§ **Source extract**:
****************************************

But even such large, well-established organizations – Rotary has about 1.2 million members in about 35,000 local clubs worldwide – must change to stay relevant to their communities, he conceded, alluding to several pressing challenges that “keep him up at night.”

Among the top is Rotary membership, which has been flat the past 20 years. Despite strong growth in emerging markets of Asia and Africa, the organization is facing declining numbers in Europe and North America. Mr. Hewko noted the average Rotarian in the United Kingdom is 75 years old; the average age in Downtown Rotary is 54, with nearly a third of the club’s membership under 50.

“We need to grow everywhere,” he said. “We’re selling a product: the club experience. In some parts of the world, people are buying the experience. In others, they’re not.”

Strategies to expand membership will be part of a new Rotary action plan that will guide policies and operations worldwide over the next decade or two, Mr. Hewko said. He said he’s “particularly excited” about pilot projects in Houston and Chicago designed to re-envision the Rotary experience, and identify the aspects of membership that people find most engaging.

“We’re hoping to determine what that value proposition is: what is it that people find interesting and attractive?” Mr. Hewko said. “If it works, we then blow it out over the rest of the Rotary world.”

“We need to put everything on the table,” he added. “What seems to work is, the clubs that are struggling are willing to adapt.”

Local club numbers are healthy, Mr. Courter said. Downtown Rotary added 38 to its 300-strong membership last year, and the metro area Rotary clubs total about 750 members.

“But [recruitment] has been a problem, not just for Rotary but for all service organizations,” he added.

****************************************

[Stored data entries]
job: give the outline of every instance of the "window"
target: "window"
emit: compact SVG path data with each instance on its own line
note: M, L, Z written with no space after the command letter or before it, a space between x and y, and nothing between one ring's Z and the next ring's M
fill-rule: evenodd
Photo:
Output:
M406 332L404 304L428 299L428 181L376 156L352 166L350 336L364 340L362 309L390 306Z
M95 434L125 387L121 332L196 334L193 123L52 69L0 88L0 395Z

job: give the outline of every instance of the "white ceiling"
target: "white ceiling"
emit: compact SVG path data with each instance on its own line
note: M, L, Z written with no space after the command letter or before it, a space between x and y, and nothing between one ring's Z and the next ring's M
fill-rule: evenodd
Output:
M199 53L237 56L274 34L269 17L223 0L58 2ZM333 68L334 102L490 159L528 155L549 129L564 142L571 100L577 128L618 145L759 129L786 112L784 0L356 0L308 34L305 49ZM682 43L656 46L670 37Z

****************************************

§ **Work to complete**:
[a] Reproduce the Rotary article word for word from "Strategies to expand" to "about 750 members.".
[b] Carry on the article about Rotary membership, picking up after its final sentence.

§ **Answers to the exercise**:
[a]
Strategies to expand membership will be part of a new Rotary action plan that will guide policies and operations worldwide over the next decade or two, Mr. Hewko said. He said he’s “particularly excited” about pilot projects in Houston and Chicago designed to re-envision the Rotary experience, and identify the aspects of membership that people find most engaging.

“We’re hoping to determine what that value proposition is: what is it that people find interesting and attractive?” Mr. Hewko said. “If it works, we then blow it out over the rest of the Rotary world.”

“We need to put everything on the table,” he added. “What seems to work is, the clubs that are struggling are willing to adapt.”

Local club numbers are healthy, Mr. Courter said. Downtown Rotary added 38 to its 300-strong membership last year, and the metro area Rotary clubs total about 750 members.

[b]
Continued relevance may mean finding a new global project to succeed Rotary’s most significant global accomplishment, the virtual eradication of polio. Rotary International launched its PolioPlus vaccination program in 1985, at a time when the disease affected 350,000 people annually around the world; there were fewer than 160 cases of polio worldwide last year, centered in Afghanistan and Pakistan.

“You have played a meaningful role in leaving a legacy,” Mr. Hewko said to the audience of Rotarians. “We’re on the verge of making history eradicating polio.”

The polio program’s relevance to Rotary members, especially in emerging nations, was key to its success, he added.

“It was something that was meaningful and identifiable to all Rotarians,” Mr. Hewko said. “I don’t know if we’re ever going to have a next global project. I hope we do.”

Rotary’s local efforts may offer some direction for its future. Before Mr. Hewko spoke, Michelle Bell, governor of Rotary’s District 5970, which encompasses the northern half of the state of Iowa, outlined its support for dental, ultrasound, and other medical services at health care centers in Cedar Rapids, Waterloo, Dubuque and Fort Dodge. Project funding includes $194,000 in an unusual “reverse global” grant.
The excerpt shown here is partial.